--- Start of Provided material ---
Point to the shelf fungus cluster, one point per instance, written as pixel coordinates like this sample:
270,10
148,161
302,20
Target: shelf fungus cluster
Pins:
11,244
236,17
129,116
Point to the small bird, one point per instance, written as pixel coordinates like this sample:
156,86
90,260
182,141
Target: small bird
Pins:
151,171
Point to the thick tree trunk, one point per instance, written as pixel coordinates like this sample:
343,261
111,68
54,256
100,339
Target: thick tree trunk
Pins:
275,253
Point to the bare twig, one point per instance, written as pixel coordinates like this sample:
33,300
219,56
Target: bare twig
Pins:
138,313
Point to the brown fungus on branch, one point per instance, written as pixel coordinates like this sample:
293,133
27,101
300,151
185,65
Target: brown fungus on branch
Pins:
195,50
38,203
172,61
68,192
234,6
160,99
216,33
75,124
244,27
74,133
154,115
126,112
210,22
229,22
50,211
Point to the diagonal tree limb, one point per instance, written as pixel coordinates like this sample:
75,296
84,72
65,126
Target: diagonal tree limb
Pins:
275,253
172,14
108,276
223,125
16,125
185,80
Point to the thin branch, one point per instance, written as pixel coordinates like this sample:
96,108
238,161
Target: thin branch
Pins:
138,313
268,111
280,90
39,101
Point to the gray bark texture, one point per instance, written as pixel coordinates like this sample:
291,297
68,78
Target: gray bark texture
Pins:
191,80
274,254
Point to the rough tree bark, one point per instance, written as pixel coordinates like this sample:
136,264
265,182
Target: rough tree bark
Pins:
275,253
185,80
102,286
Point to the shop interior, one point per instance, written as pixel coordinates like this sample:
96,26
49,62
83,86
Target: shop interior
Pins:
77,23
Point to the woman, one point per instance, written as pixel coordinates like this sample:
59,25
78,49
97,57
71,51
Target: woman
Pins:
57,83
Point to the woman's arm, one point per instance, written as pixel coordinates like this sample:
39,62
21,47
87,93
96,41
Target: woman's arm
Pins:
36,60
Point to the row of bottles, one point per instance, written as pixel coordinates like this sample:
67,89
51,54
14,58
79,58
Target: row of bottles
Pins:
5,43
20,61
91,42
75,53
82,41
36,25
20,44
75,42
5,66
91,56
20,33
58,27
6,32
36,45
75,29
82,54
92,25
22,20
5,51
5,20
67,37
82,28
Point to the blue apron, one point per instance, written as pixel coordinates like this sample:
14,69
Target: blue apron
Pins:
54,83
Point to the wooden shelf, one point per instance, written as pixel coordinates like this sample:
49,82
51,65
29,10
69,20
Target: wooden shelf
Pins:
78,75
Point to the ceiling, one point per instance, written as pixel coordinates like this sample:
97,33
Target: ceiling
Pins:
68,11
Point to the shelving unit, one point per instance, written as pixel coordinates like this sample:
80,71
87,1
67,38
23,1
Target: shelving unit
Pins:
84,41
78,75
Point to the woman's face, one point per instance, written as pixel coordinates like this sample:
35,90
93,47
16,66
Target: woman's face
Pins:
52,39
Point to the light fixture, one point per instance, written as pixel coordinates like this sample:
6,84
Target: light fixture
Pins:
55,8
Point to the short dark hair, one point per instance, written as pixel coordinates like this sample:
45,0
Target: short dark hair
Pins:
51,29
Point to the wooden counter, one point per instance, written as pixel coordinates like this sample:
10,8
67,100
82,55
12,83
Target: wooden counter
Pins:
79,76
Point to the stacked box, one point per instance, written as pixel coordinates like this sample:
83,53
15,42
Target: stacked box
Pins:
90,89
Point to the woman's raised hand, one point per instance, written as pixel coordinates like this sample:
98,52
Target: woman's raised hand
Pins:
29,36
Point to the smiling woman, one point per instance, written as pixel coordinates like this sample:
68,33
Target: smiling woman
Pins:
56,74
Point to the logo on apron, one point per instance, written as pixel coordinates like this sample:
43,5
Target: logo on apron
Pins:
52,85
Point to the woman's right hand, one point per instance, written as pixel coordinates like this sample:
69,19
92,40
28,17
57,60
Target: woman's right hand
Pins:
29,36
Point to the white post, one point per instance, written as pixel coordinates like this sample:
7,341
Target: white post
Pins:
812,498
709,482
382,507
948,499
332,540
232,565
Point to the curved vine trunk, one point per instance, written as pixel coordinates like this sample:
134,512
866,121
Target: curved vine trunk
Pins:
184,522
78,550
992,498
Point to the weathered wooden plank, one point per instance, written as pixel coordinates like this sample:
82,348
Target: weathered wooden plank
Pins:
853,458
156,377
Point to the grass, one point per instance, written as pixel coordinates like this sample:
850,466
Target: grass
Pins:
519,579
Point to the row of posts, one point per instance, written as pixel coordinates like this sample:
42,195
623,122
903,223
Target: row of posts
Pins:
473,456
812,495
--- End of Provided material ---
Please set down the whole listing above without altering a single line.

Point to the shelf fungus cluster, one point per instance, written as pixel coordinates like this sample:
270,10
148,161
302,20
Target: shelf fungus cluster
Pins:
11,244
236,17
129,116
Point to the small bird, one point per instance, written as pixel coordinates like this sample:
156,86
90,260
182,141
Target: small bird
Pins:
151,171
Point to the thick tree trunk, one point per instance, written as pixel coordinates like this sample:
343,261
111,68
54,256
100,339
Target: thick tree trunk
Pins:
275,253
Point to the bare twig, one point per instance, written as pixel coordinates like this sample:
33,300
219,56
Target: bare twig
Pins:
138,313
Point to the brown fungus on branch, one point per instance, written as pixel coordinates like this sample:
293,133
27,101
300,151
185,65
Target: brown fungus on branch
Pins:
195,50
38,203
172,61
68,192
234,6
160,99
216,33
75,124
244,27
74,133
154,115
126,112
210,22
229,22
50,211
Point to the diagonal tree limb, one point per instance, written as pixel coordinates like this sample:
75,296
84,72
65,126
Target: diagonal tree limb
Pins:
275,253
172,14
108,276
223,125
16,125
185,80
Point to the thin branch, one point per instance, written as pixel coordinates like this sample:
96,108
238,161
Target: thin branch
Pins:
138,313
268,111
280,90
39,101
Point to the gray bark texture, one point per instance, written as pixel coordinates like this sample:
291,297
68,78
Target: gray bark texture
Pins:
191,80
274,254
Point to the rough tree bark, one point per instance, written as pixel coordinates like this sample:
136,264
265,182
Target: rough tree bark
Pins:
275,253
185,80
102,286
Point to the shop interior, one point per instance, written as pixel coordinates like this sample:
96,26
49,62
83,86
Target: shop interior
Pins:
77,23
Point to the woman, one point per instance, written as pixel coordinates like this sample:
59,25
78,49
97,57
71,51
Target: woman
Pins:
57,83
Point to the woman's arm, one point per instance, written as pixel coordinates like this sample:
39,62
21,47
87,93
96,41
Target: woman's arm
Pins:
36,60
Point to the row of bottles, one point per instance, written as pixel coordinates like this sample:
67,89
51,54
14,58
79,58
Target: row of bottles
Pins:
5,43
20,61
91,42
75,53
82,41
36,25
20,44
75,42
5,66
91,56
20,33
58,27
6,32
36,45
75,29
82,54
92,25
22,20
5,51
5,20
67,37
82,28
Point to the blue apron, one point per instance, written as pixel coordinates like this sample:
14,69
Target: blue apron
Pins:
54,83
Point to the wooden shelf, one point per instance, written as pixel coordinates like this sample:
49,82
51,65
29,10
69,20
Target: wooden shelf
Pins:
78,75
Point to the ceiling, one point per instance, written as pixel coordinates like this sample:
97,33
Target: ceiling
Pins:
68,11
Point to the shelving unit, one point per instance, written as pixel coordinates like this sample:
80,71
87,1
67,38
23,1
Target: shelving unit
Pins:
84,41
78,75
Point to the woman's face, one point per instance, written as pixel coordinates like this sample:
35,90
93,47
16,66
Target: woman's face
Pins:
52,39
Point to the light fixture, one point per instance, written as pixel coordinates like this sample:
6,84
Target: light fixture
Pins:
55,8
Point to the short dark hair, one point per instance, written as pixel coordinates like this sample:
45,0
Target: short dark hair
Pins:
51,29
Point to the wooden counter, one point per instance, written as pixel coordinates like this sample:
10,8
67,100
82,55
12,83
Target: wooden counter
Pins:
79,76
Point to the stacked box, one point per instance, written as pixel coordinates like this sample:
83,53
15,42
Target: stacked box
Pins:
90,89
Point to the woman's raised hand, one point per instance, written as pixel coordinates like this sample:
98,52
Target: woman's raised hand
Pins:
29,36
Point to the smiling woman, one point per instance, written as pixel coordinates like this sample:
68,33
Target: smiling woman
Pins:
56,74
Point to the logo on apron, one point per instance, written as pixel coordinates like this sample:
43,5
Target: logo on apron
Pins:
52,85
Point to the woman's right hand, one point per instance, written as pixel coordinates like this sample:
69,19
92,40
28,17
57,60
Target: woman's right hand
Pins:
29,36
Point to the white post, one point per instance, written as pixel coordinates like this sample:
7,341
Target: white post
Pins:
812,498
709,482
382,507
948,499
332,540
232,565
Point to the curved vine trunk, one point per instance, written as pixel coordinates like this sample:
134,512
866,121
Target: curved vine trunk
Pins:
184,522
78,550
992,498
Point to the weathered wooden plank, one point per instance, written as pixel coordinates like this sample:
82,348
Target: weathered wooden plank
Pins:
853,458
156,377
Point to the grass, one point per instance, written as pixel coordinates like this sample:
850,466
Target: grass
Pins:
519,579
Point to the row of posts, one point per instance, written as pixel coordinates like this sample:
42,195
623,122
903,223
Target: row of posts
Pins:
473,456
812,495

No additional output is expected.